Collected data
Content starts
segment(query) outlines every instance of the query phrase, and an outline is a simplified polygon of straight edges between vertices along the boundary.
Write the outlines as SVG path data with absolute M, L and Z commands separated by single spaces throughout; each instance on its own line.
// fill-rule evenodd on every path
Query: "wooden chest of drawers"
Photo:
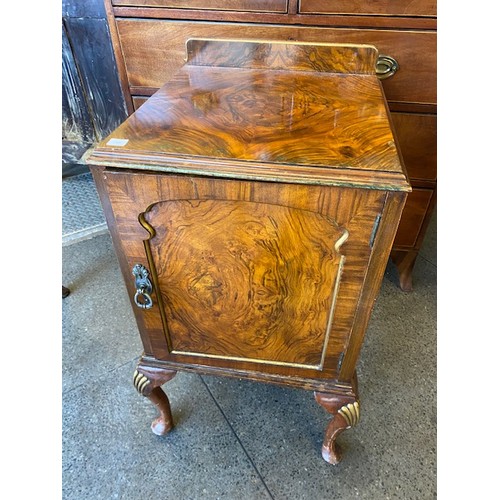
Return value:
M 436 203 L 435 0 L 105 1 L 130 113 L 184 64 L 188 38 L 361 43 L 389 56 L 378 69 L 415 188 L 391 257 L 401 288 L 412 289 L 412 269 Z
M 172 427 L 178 370 L 314 390 L 324 458 L 410 191 L 367 45 L 187 43 L 88 160 L 141 333 L 134 382 Z

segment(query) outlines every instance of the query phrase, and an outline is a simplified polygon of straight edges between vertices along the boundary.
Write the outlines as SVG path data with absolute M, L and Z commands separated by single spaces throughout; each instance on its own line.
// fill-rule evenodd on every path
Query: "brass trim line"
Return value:
M 336 246 L 337 245 L 335 245 L 335 247 Z M 345 255 L 341 255 L 340 261 L 339 261 L 339 267 L 337 270 L 337 278 L 336 278 L 335 283 L 333 285 L 332 304 L 330 306 L 330 314 L 328 316 L 328 323 L 326 325 L 325 341 L 323 342 L 323 350 L 321 351 L 321 362 L 320 362 L 321 369 L 323 369 L 323 364 L 325 362 L 325 357 L 326 357 L 326 350 L 328 348 L 328 341 L 330 340 L 330 332 L 332 331 L 333 316 L 335 315 L 335 306 L 337 304 L 337 295 L 339 293 L 340 281 L 342 279 L 342 272 L 344 271 L 344 262 L 345 262 Z
M 146 375 L 137 370 L 134 371 L 134 387 L 137 389 L 137 392 L 144 394 L 144 390 L 150 383 L 151 380 L 149 380 Z
M 200 352 L 190 351 L 171 351 L 172 354 L 180 354 L 185 356 L 200 356 L 202 358 L 226 359 L 228 361 L 245 361 L 249 363 L 260 363 L 263 365 L 278 365 L 278 366 L 294 366 L 296 368 L 307 368 L 309 370 L 322 370 L 323 366 L 320 365 L 303 365 L 301 363 L 289 363 L 286 361 L 272 361 L 268 359 L 255 359 L 255 358 L 239 358 L 237 356 L 223 356 L 220 354 L 204 354 Z
M 342 406 L 338 411 L 344 417 L 344 420 L 347 422 L 349 427 L 354 427 L 359 422 L 359 403 L 358 401 L 354 401 L 354 403 L 349 403 L 345 406 Z

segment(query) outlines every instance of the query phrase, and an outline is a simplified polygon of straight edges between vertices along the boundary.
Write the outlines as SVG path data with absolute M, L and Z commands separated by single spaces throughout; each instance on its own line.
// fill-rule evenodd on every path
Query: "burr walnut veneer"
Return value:
M 173 425 L 160 386 L 176 371 L 244 377 L 315 391 L 333 415 L 323 456 L 338 462 L 410 191 L 377 57 L 368 45 L 190 40 L 186 64 L 88 160 L 154 432 Z

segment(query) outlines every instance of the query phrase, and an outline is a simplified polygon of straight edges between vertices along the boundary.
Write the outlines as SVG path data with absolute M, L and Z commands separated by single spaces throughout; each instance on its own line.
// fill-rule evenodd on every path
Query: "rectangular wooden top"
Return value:
M 409 191 L 368 45 L 189 40 L 87 163 Z

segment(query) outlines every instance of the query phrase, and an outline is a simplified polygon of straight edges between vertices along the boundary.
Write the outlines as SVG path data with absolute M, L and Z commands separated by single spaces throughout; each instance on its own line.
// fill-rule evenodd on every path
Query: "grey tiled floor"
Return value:
M 362 418 L 320 455 L 328 414 L 312 393 L 179 373 L 176 427 L 131 377 L 141 344 L 109 235 L 63 248 L 63 498 L 431 499 L 436 497 L 436 223 L 414 291 L 388 265 L 358 364 Z

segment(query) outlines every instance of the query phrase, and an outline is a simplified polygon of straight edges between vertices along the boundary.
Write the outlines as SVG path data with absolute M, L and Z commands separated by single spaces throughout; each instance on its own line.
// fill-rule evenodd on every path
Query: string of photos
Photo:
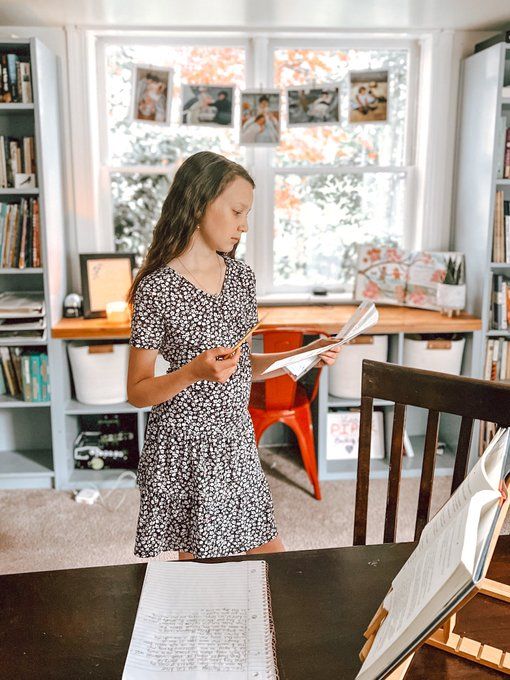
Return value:
M 149 64 L 133 65 L 130 118 L 170 125 L 174 70 Z M 341 124 L 339 83 L 310 83 L 299 87 L 240 90 L 232 84 L 182 85 L 179 123 L 188 126 L 234 127 L 239 92 L 239 143 L 277 146 L 280 142 L 282 97 L 289 128 Z M 388 121 L 388 71 L 351 71 L 348 76 L 349 124 Z

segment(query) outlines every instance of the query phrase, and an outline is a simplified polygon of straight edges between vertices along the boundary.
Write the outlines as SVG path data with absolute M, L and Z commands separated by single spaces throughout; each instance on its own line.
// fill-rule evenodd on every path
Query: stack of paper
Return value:
M 324 354 L 324 352 L 333 347 L 344 345 L 374 326 L 378 320 L 379 312 L 374 303 L 368 301 L 362 302 L 345 326 L 335 335 L 335 340 L 332 340 L 330 345 L 324 345 L 308 352 L 301 352 L 285 359 L 279 359 L 268 366 L 263 373 L 270 373 L 279 368 L 284 368 L 294 380 L 298 380 L 298 378 L 301 378 L 320 361 L 320 354 Z
M 39 291 L 0 293 L 0 341 L 44 340 L 46 318 L 44 297 Z

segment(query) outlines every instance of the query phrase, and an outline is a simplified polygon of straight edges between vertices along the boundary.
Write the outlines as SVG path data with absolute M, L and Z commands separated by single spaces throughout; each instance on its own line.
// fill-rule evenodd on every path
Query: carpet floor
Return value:
M 315 500 L 293 448 L 262 448 L 262 466 L 273 494 L 279 534 L 288 550 L 352 545 L 354 481 L 321 483 Z M 434 483 L 432 513 L 449 496 L 450 477 Z M 386 481 L 372 480 L 368 543 L 382 541 Z M 405 479 L 400 494 L 398 541 L 412 540 L 419 479 Z M 71 492 L 0 492 L 0 574 L 146 562 L 133 555 L 138 489 L 103 490 L 103 502 L 76 503 Z M 120 505 L 119 505 L 120 503 Z M 118 506 L 118 507 L 117 507 Z M 507 521 L 504 529 L 510 533 Z M 161 553 L 160 560 L 177 553 Z

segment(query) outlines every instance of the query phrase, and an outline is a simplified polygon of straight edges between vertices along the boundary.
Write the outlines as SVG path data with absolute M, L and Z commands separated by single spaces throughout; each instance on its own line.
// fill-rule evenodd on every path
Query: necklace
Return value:
M 216 257 L 218 257 L 217 254 L 216 254 Z M 188 272 L 188 274 L 190 274 L 190 276 L 191 276 L 193 279 L 195 279 L 195 281 L 198 283 L 198 287 L 199 287 L 201 290 L 204 290 L 204 288 L 203 288 L 202 284 L 200 283 L 200 281 L 198 281 L 197 277 L 193 274 L 193 272 L 190 272 L 190 270 L 186 267 L 186 265 L 185 265 L 184 262 L 181 260 L 181 258 L 178 257 L 177 260 L 181 263 L 181 265 L 182 265 L 183 268 Z M 218 292 L 216 293 L 216 295 L 219 295 L 219 294 L 221 293 L 221 264 L 220 264 L 219 259 L 218 259 L 218 267 L 219 267 L 219 270 L 220 270 L 220 274 L 219 274 L 219 278 L 218 278 Z M 207 293 L 207 291 L 204 291 L 204 292 Z M 212 295 L 212 293 L 211 293 L 211 295 Z

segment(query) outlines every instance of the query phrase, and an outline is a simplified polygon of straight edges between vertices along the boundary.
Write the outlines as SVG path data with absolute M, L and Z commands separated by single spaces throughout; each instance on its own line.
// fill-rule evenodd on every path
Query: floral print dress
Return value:
M 158 349 L 168 372 L 206 349 L 232 347 L 257 322 L 255 275 L 224 254 L 218 295 L 162 266 L 139 283 L 130 344 Z M 277 534 L 273 502 L 248 411 L 252 382 L 245 342 L 225 382 L 198 380 L 151 408 L 140 454 L 134 554 L 165 550 L 222 557 Z

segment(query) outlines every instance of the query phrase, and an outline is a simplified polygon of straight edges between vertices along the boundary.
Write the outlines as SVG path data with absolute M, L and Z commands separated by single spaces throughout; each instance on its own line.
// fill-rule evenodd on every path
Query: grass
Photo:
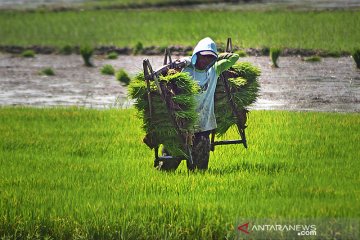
Content ends
• **WHAT YOU HAVE TO DO**
What lines in the data hold the word "floor"? Return them.

• **SOLVED EXERCISE**
Query: "grey tiled floor"
Query: carpet floor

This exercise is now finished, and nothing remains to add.